Convert all of the records below into a two-column CSV with the header columns "instruction" and "answer", one row per record. Put each record's text and its answer each in a single quoted field, with line breaks replaced by spaces.

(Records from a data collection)
>> begin
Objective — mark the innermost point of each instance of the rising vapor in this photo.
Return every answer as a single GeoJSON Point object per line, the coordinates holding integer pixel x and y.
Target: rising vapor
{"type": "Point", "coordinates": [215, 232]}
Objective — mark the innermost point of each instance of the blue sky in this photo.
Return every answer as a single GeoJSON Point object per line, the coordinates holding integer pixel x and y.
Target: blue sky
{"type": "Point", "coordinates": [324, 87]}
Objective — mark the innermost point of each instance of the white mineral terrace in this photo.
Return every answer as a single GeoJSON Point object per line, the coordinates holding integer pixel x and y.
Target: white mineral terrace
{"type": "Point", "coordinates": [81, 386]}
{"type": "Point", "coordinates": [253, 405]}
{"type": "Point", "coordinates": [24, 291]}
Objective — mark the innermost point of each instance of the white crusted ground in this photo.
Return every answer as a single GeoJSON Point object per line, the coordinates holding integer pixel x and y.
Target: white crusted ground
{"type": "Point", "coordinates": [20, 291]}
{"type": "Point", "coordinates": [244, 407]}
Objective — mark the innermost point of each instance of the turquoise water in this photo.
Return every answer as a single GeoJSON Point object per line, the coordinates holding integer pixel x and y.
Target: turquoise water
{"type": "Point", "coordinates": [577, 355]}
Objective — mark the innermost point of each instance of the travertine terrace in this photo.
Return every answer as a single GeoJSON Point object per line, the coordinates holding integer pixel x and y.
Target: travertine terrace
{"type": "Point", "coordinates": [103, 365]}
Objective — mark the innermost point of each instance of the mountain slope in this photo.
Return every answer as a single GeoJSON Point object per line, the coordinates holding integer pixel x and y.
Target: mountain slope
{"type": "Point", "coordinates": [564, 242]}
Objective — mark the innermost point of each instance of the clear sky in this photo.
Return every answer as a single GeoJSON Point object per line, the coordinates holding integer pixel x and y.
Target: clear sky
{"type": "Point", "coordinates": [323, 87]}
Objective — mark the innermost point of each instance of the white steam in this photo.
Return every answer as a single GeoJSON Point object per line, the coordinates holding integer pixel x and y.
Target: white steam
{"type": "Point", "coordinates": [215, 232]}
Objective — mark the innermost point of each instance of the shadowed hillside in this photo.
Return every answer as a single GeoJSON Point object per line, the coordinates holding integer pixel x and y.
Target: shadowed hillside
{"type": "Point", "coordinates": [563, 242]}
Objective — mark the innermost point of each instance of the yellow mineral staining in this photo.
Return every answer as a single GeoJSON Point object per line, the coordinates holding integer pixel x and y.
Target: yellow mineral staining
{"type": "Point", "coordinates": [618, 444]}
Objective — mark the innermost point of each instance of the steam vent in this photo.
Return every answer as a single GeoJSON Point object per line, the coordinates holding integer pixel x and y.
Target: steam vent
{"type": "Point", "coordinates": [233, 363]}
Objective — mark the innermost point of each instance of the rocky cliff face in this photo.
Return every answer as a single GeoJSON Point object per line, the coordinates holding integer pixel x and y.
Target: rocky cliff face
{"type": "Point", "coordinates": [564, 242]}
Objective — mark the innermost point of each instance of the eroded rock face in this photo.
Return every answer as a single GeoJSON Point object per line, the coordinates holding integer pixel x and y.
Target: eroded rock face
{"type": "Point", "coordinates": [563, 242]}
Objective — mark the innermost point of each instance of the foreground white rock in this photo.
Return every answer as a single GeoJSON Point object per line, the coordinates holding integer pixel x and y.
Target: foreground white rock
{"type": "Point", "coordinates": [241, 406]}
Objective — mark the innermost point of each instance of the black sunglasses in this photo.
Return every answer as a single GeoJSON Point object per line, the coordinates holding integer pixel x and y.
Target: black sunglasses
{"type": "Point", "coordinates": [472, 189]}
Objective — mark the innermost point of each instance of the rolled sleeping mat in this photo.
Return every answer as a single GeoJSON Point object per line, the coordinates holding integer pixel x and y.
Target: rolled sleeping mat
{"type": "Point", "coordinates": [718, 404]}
>> end
**SOLUTION FOR THIS EXERCISE:**
instruction,answer
"Objective — mark the innermost point of each instance of the rising vapor in this photo. Return every answer as a single GeoJSON Point object per line, the coordinates holding integer pixel x and y. Target: rising vapor","{""type"": ""Point"", ""coordinates"": [215, 232]}"
"Objective — mark the innermost point of each instance of the blue sky in this photo. Return every answer as a single GeoJSON Point object per line, the coordinates holding integer pixel x and y. Target: blue sky","{""type"": ""Point"", ""coordinates"": [324, 87]}"
"Objective — mark the innermost point of each instance of the white mineral terrace in this photo. Return every answer as a single GeoJSON Point object per line, the coordinates holding integer pixel x and y. Target: white mineral terrace","{""type"": ""Point"", ""coordinates"": [81, 386]} {""type"": ""Point"", ""coordinates"": [253, 405]} {""type"": ""Point"", ""coordinates"": [24, 291]}"
"Objective — mark the innermost point of each instance of the white crusted ground in this photo. Return every answer as a single GeoJSON Point object per line, the coordinates holding integer pixel x and y. Target: white crusted ground","{""type"": ""Point"", ""coordinates"": [20, 291]} {""type"": ""Point"", ""coordinates"": [244, 407]}"
"Objective — mark the innermost point of each instance of the turquoise water in this photo. Return every answer as a single GeoJSON Point object per line, the coordinates holding integer pixel x and y. Target: turquoise water","{""type"": ""Point"", ""coordinates"": [577, 355]}"
"Objective — mark the innermost point of each instance of the travertine terrace in this photo. Return every answer as a single GeoJSON Point object per line, the coordinates holding integer pixel x and y. Target: travertine terrace","{""type"": ""Point"", ""coordinates"": [103, 365]}"
"Objective — mark the innermost point of each instance of the mountain slope in this photo. Return every answer as a single GeoJSON Point object per line, the coordinates holding integer pixel x and y. Target: mountain slope","{""type"": ""Point"", ""coordinates"": [564, 242]}"
"Objective — mark the innermost point of each instance of the clear sky in this photo. Return every answer as a single GeoJSON Point object per line, the coordinates holding integer pixel x and y. Target: clear sky","{""type"": ""Point"", ""coordinates"": [323, 87]}"
"Objective — mark the innermost point of each instance of the white steam in this photo. Return every answer as a single GeoJSON Point object per line, the coordinates holding integer pixel x and y. Target: white steam","{""type"": ""Point"", ""coordinates"": [215, 232]}"
"Objective — mark the innermost point of each instance of the shadowed hillside in this photo. Return every answer as a single GeoJSON Point object per line, the coordinates holding integer pixel x and y. Target: shadowed hillside","{""type"": ""Point"", ""coordinates"": [563, 242]}"
"Objective — mark the innermost point of each instance of the yellow mineral staining in this photo. Return every answer as a single GeoJSON Point object per line, the coordinates holding integer pixel x and y. Target: yellow mineral staining","{""type"": ""Point"", ""coordinates"": [618, 444]}"
"Objective — mark the innermost point of each instance of the steam vent in this photo. Return every answer as a single GeoJSON Point object per line, the coordinates holding integer pixel x and y. Target: steam vent","{""type"": ""Point"", ""coordinates"": [233, 363]}"
"Objective — mark the innermost point of each instance of the rocky cliff face in this photo. Return every answer as a single GeoJSON Point object per line, the coordinates holding integer pixel x and y. Target: rocky cliff face","{""type"": ""Point"", ""coordinates"": [564, 242]}"
"Objective — mark the innermost point of each instance of the eroded rock face in this photo. Return every answer as a single GeoJSON Point object per line, the coordinates holding integer pixel x and y. Target: eroded rock face","{""type"": ""Point"", ""coordinates"": [563, 242]}"
"Objective — mark the innermost point of each instance of the foreground white rock in this photo. Return every answer as a single GeoJSON Point object per line, the coordinates holding integer pixel x and y. Target: foreground white rock","{""type"": ""Point"", ""coordinates"": [241, 406]}"
"Objective — mark the innermost point of each instance of the black sunglasses in this photo. Return every answer as a single GeoJSON Point object per line, the coordinates holding integer pixel x and y. Target: black sunglasses","{""type"": ""Point"", ""coordinates"": [472, 189]}"
"Objective — mark the innermost point of each instance of the rolled sleeping mat in this photo. Return every answer as a single GeoJSON Point object per line, the coordinates holding integer pixel x and y. Target: rolled sleeping mat","{""type"": ""Point"", ""coordinates"": [718, 404]}"